**What you will do**:
1. Answer these questions on the spring nitrogen tests text:
(a) In which city and province is Agriculture and Agri-Food Canada located, according to the text?
(b) Which inorganic form of N predominates in most soils?
(c) In locations with what kind of winters can carry-over be considerable?
2. Revise a passage of the spring nitrogen tests text: begin at the words "Spring Nitrogen Tests" and stop after "manure is required.", writing it out with "coastal regions" replaced by "coastal areas".

**Document excerpt**:
+ + + + + + +

Spring Nitrogen Tests

B.J. ZEBARTH
Agriculture and Agri-Food Canada, Fredericton, New Brunswick

Most of the N in soils is organic and must be converted to nitrate or ammonium (mineralization) before it is available to plants (see The Nitrogen Cycle section); nitrate is the predominant inorganic form in most soils. Nitrate can be high in early spring in some fields as a result of the carry-over from the previous growing season. The amount of carry-over varies with the amount of soil nitrate present in fall and the losses over the fall and winter. In some locations, such as coastal regions of the Pacific Northwest which are mild and wet, carry-over is minimal. In locations where winters are cold and dry, carry-over can be considerable. When the amounts of carry-over nitrate plus mineralized N is less than the crop requires, application of N as fertilizer or manure is required.

+ + + + + + +

**Entries drawn from a collection**:

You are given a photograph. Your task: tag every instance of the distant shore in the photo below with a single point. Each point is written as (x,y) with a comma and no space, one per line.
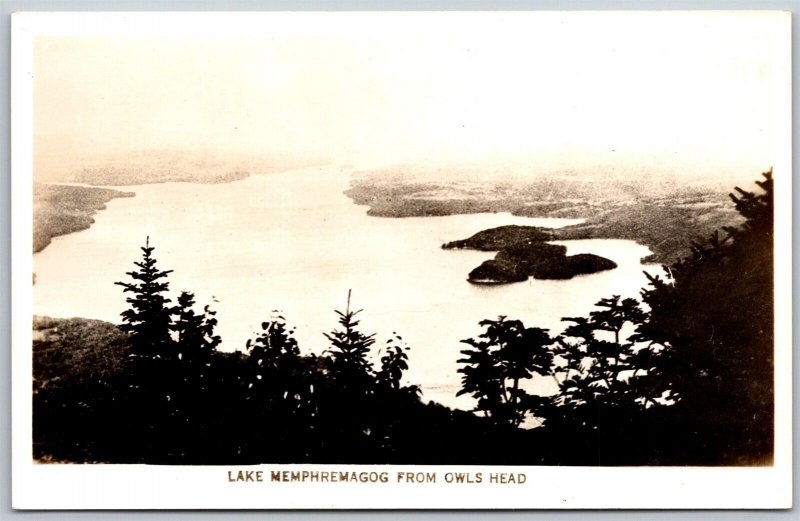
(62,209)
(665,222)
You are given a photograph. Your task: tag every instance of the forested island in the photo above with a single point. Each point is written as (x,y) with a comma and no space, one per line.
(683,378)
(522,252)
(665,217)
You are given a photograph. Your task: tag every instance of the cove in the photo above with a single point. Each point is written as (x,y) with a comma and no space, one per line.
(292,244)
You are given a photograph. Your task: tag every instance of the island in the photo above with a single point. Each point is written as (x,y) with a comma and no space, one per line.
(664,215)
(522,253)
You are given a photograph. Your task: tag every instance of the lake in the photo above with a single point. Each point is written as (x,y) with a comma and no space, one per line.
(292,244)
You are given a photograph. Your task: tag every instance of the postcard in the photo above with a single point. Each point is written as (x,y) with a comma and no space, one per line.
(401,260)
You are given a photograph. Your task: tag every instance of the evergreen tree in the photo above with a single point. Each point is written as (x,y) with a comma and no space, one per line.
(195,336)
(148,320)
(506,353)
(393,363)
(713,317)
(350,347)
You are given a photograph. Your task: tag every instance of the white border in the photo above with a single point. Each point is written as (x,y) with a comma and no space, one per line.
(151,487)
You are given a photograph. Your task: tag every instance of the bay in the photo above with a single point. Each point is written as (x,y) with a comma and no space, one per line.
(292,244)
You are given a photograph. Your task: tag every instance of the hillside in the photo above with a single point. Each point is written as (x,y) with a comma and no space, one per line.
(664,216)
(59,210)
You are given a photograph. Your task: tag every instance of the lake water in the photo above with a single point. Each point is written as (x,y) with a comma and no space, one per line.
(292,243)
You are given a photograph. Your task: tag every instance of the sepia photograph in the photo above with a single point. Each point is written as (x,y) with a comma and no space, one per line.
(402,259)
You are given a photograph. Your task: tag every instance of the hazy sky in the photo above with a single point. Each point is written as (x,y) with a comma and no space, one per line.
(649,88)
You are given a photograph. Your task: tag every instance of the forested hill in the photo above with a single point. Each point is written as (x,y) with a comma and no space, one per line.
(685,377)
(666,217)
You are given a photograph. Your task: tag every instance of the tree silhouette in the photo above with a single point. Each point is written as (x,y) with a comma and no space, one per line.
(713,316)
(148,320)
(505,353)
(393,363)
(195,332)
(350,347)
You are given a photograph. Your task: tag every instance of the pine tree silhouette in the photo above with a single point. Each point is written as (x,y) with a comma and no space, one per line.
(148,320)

+ + + + + + +

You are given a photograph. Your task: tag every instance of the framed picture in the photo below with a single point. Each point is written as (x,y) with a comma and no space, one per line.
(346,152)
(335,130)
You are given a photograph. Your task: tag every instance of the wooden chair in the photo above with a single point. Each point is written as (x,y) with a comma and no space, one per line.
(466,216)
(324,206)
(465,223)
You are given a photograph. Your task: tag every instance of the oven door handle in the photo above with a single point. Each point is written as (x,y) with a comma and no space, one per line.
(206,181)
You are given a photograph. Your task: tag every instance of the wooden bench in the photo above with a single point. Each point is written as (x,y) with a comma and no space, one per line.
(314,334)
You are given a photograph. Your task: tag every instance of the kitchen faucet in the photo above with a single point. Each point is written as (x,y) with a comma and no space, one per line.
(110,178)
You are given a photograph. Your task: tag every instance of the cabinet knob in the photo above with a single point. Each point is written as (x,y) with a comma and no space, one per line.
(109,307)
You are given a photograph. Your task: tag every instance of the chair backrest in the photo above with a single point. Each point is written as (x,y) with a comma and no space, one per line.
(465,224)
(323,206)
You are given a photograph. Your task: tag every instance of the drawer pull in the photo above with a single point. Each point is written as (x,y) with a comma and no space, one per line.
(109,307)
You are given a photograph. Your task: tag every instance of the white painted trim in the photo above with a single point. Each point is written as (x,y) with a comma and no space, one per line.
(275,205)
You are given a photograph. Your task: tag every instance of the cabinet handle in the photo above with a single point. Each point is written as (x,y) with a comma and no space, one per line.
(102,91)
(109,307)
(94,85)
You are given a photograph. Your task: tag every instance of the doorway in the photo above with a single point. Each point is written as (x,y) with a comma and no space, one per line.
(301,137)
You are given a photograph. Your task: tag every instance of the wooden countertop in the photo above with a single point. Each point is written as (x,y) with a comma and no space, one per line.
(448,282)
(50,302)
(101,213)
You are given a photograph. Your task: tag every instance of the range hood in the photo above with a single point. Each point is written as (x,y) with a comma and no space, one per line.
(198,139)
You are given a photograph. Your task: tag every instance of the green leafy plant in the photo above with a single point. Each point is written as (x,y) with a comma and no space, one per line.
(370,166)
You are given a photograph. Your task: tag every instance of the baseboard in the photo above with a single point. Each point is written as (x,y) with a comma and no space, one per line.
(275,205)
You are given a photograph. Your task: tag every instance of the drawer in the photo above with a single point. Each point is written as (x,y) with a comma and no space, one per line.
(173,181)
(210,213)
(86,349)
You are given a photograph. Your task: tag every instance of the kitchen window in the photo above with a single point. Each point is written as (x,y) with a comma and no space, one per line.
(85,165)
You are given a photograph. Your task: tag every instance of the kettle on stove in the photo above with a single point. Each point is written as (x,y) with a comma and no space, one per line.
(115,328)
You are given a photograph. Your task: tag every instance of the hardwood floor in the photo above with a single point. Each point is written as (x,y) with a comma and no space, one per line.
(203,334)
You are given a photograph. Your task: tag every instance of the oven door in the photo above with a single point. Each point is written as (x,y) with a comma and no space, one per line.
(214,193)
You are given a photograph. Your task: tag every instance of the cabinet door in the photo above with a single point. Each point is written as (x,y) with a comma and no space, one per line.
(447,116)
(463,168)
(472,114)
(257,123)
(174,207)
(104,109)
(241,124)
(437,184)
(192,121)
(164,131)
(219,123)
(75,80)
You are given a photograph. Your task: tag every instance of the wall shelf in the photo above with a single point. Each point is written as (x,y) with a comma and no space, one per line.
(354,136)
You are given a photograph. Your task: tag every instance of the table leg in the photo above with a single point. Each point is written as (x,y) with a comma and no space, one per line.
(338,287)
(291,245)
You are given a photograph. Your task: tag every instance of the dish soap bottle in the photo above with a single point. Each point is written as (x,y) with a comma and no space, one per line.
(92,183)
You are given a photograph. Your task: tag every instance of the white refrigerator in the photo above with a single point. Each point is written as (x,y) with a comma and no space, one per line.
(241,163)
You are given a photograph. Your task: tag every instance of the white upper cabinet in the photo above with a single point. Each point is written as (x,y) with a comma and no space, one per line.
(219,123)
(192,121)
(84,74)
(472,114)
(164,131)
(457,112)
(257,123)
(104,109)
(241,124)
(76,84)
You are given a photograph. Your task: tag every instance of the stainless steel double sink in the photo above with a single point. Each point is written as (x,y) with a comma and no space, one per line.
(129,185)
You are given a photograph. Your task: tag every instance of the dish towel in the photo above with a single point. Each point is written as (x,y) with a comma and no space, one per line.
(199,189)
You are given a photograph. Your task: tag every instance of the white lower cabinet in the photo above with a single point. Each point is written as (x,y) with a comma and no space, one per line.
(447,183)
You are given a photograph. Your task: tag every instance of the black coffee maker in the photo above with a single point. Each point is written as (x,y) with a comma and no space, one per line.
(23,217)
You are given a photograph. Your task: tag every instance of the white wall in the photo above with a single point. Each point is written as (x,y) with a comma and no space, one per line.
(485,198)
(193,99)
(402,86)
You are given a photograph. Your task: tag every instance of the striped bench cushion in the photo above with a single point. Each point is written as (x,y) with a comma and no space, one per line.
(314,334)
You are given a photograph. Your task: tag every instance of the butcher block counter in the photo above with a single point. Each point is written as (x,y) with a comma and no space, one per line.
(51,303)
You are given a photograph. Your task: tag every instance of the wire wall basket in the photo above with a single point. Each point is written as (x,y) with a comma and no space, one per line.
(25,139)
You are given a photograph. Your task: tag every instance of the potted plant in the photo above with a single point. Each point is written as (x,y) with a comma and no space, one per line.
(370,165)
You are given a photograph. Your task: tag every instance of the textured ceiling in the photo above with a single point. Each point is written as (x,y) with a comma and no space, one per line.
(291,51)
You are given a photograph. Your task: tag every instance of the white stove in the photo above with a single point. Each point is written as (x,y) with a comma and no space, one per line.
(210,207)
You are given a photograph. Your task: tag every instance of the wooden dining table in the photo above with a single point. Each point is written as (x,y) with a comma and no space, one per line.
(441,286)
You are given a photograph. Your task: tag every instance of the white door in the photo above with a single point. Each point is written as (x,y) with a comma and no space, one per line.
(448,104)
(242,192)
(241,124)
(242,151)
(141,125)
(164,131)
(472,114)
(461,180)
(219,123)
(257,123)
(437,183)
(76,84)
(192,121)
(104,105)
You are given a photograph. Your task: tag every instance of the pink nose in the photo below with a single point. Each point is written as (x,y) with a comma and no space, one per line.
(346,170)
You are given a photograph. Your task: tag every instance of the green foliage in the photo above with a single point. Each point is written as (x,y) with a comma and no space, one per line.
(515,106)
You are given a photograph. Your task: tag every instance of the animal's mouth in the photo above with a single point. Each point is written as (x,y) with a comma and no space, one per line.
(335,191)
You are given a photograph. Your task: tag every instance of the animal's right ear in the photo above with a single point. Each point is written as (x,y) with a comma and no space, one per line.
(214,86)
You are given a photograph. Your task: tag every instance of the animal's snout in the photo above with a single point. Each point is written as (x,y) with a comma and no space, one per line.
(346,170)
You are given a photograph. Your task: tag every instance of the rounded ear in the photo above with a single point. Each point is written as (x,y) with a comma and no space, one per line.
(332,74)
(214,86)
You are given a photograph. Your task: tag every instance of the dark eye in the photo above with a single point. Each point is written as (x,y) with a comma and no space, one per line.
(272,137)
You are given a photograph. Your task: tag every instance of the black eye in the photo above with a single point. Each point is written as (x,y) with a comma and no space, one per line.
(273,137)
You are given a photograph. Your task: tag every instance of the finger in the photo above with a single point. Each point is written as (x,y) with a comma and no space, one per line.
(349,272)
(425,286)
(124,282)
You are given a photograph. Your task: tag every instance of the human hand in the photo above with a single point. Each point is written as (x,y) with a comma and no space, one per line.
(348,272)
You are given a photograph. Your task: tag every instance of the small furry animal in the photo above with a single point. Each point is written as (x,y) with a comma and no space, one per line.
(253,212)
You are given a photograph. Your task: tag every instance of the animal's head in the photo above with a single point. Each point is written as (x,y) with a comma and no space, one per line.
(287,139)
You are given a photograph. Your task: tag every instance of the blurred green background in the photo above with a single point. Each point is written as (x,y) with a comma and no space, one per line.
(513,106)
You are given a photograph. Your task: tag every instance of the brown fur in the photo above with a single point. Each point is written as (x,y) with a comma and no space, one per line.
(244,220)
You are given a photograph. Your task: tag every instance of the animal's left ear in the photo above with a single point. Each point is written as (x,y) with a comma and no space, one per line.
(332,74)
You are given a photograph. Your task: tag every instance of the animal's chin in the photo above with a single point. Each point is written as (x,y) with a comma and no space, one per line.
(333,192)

+ + + + + + +

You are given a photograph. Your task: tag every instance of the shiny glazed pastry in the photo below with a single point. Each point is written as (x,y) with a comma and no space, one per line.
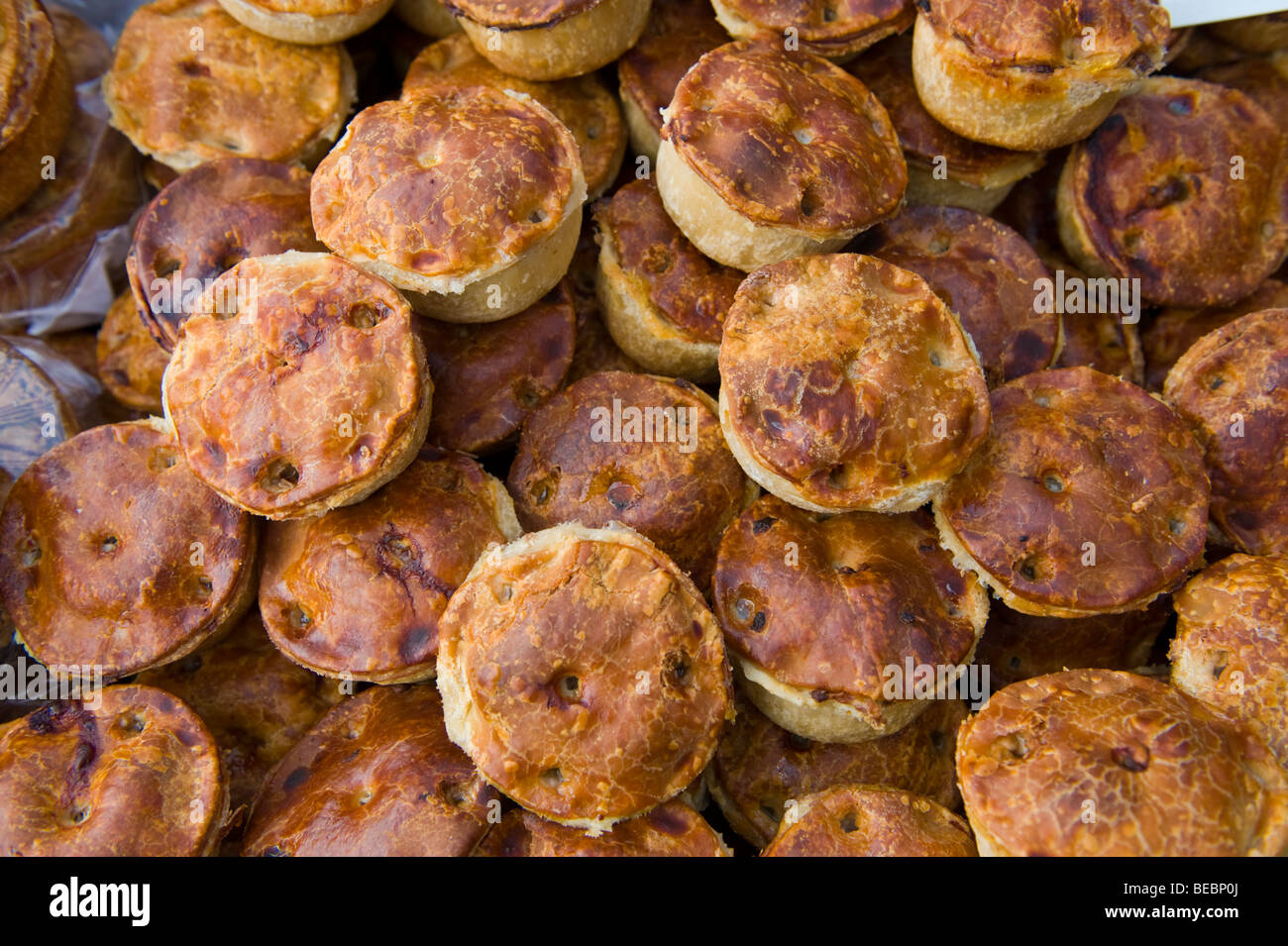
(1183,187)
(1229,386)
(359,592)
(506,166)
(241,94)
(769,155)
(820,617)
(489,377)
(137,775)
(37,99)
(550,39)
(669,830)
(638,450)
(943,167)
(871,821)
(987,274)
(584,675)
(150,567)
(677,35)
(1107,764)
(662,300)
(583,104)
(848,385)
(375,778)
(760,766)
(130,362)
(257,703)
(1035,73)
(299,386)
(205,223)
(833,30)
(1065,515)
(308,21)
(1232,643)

+ + + + + + +

**Expected results**:
1.
(a) Fredericton, New Brunswick
(b) Nitrate
(c) Winters that are cold and dry

2.
Spring Nitrogen Tests

B.J. ZEBARTH
Agriculture and Agri-Food Canada, Fredericton, New Brunswick

Most of the N in soils is organic and must be converted to nitrate or ammonium (mineralization) before it is available to plants (see The Nitrogen Cycle section); nitrate is the predominant inorganic form in most soils. Nitrate can be high in early spring in some fields as a result of the carry-over from the previous growing season. The amount of carry-over varies with the amount of soil nitrate present in fall and the losses over the fall and winter. In some locations, such as coastal areas of the Pacific Northwest which are mild and wet, carry-over is minimal. In locations where winters are cold and dry, carry-over can be considerable. When the amounts of carry-over nitrate plus mineralized N is less than the crop requires, application of N as fertilizer or manure is required.